**EXERCISE:** Word for word, output every line of the material below, minus pictures.

────────────────────────────────────────

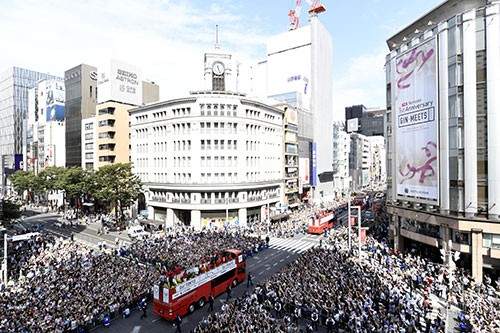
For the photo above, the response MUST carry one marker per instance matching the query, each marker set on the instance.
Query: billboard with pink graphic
(416, 120)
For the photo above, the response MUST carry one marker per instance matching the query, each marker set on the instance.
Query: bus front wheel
(201, 302)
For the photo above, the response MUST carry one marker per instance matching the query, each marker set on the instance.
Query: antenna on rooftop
(217, 45)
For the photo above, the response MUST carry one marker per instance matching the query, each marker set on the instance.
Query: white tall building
(209, 159)
(298, 71)
(46, 126)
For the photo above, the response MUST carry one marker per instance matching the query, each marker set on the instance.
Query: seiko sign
(125, 76)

────────────────────────────────────────

**WRITTEN RESPONSE:**
For the photo above, the response MUST carry one marker per instance matching the query, each marker set on the instance.
Query: billboard with pink graphic
(416, 120)
For the photo above, the response MUST carry one marker per instance matching the query, each marker set on the instance.
Query: bus front wheel
(201, 302)
For the photo above, the response MUST carry one marker per instance matching the query, each marker set on the instance.
Query: antenna on rooftop
(217, 45)
For the photo above, the response MUST carry one marker per instance matching the query, each marker set on the instance.
Query: white tall building
(209, 159)
(298, 71)
(46, 126)
For the photo above, the response MUST carry one marker per instance matching the query, each marker set on the instance.
Query: seiko sign
(125, 76)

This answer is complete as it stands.